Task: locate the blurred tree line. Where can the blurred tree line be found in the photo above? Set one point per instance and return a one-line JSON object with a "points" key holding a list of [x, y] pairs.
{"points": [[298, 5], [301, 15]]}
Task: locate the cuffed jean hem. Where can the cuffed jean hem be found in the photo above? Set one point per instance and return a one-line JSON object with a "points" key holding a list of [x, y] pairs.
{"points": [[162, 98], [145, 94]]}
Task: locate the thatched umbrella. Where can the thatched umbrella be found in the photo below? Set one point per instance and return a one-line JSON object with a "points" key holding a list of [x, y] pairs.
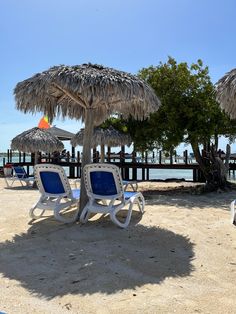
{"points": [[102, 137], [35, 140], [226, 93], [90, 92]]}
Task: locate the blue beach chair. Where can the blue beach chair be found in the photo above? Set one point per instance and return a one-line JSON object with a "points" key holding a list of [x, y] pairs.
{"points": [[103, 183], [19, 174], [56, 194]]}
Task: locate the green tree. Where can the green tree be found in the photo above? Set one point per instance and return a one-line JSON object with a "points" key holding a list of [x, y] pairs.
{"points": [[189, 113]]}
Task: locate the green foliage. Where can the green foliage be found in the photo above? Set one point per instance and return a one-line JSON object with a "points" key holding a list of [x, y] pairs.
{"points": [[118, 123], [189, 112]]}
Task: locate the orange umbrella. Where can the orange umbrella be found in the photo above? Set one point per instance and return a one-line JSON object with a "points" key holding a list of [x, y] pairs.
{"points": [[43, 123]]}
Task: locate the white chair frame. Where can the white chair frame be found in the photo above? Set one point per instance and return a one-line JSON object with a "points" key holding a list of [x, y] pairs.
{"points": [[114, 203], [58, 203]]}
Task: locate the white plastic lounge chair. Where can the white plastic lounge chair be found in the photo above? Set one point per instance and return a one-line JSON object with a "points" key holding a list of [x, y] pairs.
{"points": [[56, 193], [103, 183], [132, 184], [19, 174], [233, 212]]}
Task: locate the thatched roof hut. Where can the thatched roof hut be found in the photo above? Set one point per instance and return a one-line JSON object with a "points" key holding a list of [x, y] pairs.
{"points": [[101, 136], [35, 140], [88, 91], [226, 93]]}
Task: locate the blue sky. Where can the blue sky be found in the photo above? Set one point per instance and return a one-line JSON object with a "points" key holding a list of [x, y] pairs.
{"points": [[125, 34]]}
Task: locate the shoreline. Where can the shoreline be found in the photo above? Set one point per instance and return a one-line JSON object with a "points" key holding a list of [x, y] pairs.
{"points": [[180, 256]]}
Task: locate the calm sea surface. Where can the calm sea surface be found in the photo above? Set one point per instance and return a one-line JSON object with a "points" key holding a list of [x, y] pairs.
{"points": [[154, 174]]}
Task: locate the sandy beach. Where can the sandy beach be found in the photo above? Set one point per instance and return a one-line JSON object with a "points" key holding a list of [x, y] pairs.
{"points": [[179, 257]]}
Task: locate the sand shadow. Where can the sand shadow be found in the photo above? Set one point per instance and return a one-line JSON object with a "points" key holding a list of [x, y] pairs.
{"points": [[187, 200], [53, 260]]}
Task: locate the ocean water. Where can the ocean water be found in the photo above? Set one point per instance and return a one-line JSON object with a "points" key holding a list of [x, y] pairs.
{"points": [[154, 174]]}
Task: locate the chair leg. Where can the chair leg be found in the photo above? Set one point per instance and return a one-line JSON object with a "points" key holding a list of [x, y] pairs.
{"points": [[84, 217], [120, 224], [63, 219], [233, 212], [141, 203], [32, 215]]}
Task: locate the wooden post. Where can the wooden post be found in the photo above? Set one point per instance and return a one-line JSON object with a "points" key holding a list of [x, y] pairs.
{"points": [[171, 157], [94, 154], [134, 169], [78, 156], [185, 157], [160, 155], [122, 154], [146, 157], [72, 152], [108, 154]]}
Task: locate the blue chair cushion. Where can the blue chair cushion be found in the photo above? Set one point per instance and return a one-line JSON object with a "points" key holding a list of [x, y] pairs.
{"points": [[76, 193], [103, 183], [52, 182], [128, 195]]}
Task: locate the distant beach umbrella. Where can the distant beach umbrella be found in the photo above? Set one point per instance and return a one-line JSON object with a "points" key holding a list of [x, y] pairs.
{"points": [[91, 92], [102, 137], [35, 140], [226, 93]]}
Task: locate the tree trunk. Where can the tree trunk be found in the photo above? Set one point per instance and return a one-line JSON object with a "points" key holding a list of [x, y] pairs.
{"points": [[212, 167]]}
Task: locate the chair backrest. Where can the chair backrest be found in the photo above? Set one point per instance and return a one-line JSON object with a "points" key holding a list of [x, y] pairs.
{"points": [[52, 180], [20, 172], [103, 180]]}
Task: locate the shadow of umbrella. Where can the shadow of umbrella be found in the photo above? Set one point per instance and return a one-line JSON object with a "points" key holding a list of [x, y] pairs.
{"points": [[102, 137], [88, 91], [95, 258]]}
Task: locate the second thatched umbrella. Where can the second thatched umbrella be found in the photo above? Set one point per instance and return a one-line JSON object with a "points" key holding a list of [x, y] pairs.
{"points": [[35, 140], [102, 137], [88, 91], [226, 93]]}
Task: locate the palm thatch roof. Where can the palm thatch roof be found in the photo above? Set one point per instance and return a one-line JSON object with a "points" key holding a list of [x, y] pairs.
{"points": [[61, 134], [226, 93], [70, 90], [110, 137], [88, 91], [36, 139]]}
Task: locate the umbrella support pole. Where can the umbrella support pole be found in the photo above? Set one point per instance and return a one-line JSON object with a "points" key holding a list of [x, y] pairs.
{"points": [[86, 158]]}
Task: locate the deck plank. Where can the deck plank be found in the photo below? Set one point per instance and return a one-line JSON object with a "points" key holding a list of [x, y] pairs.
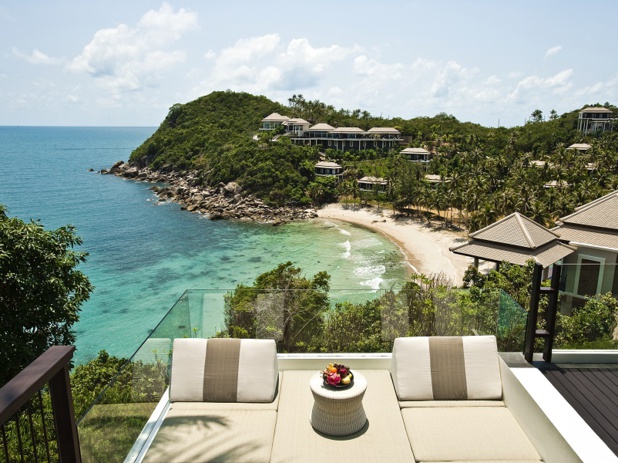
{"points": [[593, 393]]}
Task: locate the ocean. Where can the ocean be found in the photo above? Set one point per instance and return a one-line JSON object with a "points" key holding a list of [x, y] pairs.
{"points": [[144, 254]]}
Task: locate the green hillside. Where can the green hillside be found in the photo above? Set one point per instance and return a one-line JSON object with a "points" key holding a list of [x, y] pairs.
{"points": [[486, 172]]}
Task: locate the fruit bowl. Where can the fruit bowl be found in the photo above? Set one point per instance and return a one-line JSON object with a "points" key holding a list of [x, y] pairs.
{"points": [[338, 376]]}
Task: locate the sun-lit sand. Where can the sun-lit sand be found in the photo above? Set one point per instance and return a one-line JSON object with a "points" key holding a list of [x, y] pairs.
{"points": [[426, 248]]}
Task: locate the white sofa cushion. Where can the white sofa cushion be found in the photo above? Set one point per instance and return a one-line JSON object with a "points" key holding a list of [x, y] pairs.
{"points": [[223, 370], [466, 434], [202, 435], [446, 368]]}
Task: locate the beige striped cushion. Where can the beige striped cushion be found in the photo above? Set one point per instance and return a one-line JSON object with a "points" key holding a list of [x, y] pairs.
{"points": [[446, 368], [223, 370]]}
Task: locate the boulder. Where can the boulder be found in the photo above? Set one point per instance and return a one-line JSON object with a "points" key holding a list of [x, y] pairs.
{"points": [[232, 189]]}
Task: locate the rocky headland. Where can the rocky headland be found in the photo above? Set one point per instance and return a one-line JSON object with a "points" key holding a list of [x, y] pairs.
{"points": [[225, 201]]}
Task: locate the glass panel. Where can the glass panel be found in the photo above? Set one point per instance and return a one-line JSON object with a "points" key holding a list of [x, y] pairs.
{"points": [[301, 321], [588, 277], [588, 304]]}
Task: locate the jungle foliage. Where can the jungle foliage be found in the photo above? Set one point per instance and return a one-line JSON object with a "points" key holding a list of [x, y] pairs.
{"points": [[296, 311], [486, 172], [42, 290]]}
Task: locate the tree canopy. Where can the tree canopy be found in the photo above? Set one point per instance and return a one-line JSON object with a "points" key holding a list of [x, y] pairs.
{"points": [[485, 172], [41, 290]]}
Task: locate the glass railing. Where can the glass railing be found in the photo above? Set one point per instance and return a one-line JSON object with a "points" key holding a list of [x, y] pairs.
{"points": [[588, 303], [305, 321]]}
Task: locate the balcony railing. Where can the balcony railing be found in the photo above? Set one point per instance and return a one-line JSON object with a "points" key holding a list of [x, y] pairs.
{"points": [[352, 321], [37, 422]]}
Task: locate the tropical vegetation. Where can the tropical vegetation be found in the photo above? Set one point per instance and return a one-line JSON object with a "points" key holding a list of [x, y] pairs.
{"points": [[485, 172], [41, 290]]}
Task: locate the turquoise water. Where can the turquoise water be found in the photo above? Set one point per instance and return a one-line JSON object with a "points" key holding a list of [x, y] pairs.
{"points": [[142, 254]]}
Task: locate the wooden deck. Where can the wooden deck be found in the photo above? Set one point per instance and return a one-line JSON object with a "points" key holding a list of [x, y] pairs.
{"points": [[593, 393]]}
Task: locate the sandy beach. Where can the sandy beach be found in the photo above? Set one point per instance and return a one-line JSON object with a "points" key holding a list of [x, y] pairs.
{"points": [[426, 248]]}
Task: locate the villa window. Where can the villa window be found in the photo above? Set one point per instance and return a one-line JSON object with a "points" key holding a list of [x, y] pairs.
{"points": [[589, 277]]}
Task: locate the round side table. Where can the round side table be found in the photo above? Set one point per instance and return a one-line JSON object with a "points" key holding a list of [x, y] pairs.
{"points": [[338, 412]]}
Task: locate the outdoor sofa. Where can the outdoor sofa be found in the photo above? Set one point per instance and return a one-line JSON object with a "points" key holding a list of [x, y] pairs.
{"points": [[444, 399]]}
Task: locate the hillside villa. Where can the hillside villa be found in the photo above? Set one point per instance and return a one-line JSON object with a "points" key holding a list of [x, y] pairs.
* * *
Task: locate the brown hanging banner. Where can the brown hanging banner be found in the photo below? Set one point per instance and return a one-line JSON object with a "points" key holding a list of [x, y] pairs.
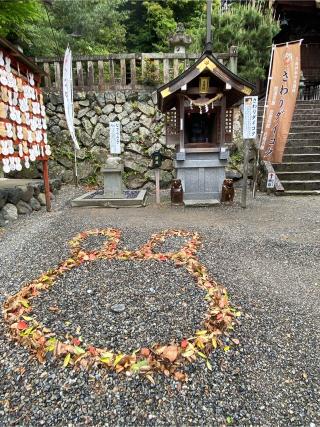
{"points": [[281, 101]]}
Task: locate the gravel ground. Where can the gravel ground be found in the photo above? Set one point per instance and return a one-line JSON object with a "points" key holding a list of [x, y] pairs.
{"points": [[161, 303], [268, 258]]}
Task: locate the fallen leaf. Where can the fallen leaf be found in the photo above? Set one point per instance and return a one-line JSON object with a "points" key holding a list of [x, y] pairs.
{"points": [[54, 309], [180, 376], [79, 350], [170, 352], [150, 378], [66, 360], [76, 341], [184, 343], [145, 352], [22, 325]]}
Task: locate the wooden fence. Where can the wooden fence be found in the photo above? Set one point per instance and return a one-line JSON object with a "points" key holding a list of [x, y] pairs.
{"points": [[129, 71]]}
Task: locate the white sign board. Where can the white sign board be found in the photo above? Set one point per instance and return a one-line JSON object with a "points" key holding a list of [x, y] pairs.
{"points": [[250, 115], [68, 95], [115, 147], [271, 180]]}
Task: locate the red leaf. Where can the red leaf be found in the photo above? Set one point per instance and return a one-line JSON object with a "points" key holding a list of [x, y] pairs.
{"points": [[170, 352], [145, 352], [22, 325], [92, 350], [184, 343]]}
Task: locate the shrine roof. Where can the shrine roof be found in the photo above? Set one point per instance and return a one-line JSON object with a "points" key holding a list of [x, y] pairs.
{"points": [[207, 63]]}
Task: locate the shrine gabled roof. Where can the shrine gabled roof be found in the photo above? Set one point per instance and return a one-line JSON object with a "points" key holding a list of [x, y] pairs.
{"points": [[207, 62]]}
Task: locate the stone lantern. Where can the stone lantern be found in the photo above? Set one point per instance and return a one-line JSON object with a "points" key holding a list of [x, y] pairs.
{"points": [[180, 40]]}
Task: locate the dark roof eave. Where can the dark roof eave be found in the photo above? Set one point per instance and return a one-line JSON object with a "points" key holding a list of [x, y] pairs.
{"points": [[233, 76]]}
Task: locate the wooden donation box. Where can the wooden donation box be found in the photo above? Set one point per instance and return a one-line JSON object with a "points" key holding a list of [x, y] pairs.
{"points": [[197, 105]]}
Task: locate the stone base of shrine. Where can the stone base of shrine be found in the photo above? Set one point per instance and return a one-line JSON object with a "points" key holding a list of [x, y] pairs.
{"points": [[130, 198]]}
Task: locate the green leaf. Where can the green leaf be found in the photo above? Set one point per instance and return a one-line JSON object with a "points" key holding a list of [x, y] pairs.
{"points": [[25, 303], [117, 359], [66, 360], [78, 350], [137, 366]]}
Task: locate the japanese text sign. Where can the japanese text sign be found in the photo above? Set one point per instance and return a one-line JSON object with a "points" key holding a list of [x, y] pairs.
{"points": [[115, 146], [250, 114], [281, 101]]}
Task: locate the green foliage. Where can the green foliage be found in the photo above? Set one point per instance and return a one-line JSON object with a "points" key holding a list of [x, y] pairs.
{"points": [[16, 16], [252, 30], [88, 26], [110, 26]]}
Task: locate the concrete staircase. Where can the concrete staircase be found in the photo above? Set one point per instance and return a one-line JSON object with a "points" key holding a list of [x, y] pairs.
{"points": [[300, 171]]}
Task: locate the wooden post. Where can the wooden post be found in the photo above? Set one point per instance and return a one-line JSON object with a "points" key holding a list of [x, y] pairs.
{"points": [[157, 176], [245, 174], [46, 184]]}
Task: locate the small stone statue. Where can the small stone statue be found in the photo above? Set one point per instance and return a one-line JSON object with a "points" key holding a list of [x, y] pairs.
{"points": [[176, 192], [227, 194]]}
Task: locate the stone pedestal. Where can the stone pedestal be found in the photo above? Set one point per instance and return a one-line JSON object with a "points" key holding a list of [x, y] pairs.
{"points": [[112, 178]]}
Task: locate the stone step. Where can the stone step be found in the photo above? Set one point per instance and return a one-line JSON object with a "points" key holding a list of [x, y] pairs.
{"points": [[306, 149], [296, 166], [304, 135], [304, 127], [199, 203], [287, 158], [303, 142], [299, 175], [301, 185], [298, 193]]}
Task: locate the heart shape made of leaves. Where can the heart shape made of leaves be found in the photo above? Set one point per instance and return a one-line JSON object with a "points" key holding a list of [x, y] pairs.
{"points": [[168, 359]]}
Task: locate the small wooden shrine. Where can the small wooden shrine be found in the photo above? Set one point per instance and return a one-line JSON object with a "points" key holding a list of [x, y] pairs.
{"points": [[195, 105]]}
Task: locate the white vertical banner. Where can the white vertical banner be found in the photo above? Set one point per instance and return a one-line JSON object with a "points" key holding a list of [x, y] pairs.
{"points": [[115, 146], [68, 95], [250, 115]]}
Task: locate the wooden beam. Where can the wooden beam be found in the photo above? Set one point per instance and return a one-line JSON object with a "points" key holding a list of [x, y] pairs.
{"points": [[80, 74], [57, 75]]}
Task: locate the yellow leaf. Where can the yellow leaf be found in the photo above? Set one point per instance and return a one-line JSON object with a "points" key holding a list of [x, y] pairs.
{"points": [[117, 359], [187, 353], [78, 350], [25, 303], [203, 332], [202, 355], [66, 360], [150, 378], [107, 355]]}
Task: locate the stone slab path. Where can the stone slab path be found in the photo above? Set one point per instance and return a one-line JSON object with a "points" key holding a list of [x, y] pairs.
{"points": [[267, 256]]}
* * *
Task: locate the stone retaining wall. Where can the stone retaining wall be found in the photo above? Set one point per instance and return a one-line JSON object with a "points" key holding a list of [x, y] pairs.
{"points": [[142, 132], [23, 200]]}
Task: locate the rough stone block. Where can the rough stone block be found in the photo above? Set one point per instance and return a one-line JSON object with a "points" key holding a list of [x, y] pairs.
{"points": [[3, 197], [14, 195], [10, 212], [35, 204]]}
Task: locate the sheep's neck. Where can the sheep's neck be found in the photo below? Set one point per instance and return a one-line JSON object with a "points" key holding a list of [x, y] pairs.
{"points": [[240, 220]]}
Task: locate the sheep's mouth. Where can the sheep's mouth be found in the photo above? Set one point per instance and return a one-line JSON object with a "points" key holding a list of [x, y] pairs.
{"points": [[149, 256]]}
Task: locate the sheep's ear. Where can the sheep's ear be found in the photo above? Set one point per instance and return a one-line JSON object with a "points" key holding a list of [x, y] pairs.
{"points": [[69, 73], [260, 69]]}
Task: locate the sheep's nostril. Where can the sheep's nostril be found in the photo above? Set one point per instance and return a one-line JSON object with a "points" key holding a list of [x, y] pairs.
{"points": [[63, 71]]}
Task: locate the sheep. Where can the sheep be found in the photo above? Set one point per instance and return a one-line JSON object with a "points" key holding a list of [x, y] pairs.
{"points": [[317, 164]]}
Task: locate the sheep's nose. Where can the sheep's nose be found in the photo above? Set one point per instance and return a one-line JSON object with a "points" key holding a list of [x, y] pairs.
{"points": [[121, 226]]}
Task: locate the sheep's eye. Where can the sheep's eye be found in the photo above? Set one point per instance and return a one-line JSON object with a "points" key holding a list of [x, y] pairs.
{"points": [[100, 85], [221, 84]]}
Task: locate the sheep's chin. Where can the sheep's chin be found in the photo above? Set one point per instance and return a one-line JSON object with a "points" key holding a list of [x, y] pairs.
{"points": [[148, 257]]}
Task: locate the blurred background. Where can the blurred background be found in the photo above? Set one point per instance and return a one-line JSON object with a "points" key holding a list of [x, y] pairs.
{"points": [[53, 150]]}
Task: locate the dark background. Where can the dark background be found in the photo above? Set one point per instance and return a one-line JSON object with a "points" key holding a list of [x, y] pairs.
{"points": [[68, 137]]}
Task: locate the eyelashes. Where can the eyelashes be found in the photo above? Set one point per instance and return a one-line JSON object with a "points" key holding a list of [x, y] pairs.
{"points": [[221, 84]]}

- [Exercise instructions]:
Pull out every line of the records above that contains the word "blue", where uppercase and lowercase count as different.

- [Solution]:
Task: locate the blue beach chair. Where can the blue beach chair be found in the photo above? Set one point per instance and return a one-line JSON object with a "points" key holding a list of [x, y] pairs.
Task: locate the blue sky. Where can the blue sky be found in the photo above? Set one point per instance and return a one-line JSON object with a "points" key holding a list of [x, y] pairs.
Task: locate the blue chair cushion. Where can the blue chair cushion be found in the photo above? Set one point per instance and return a one-line JSON object with a "points" key holding a list of [x, y] pairs.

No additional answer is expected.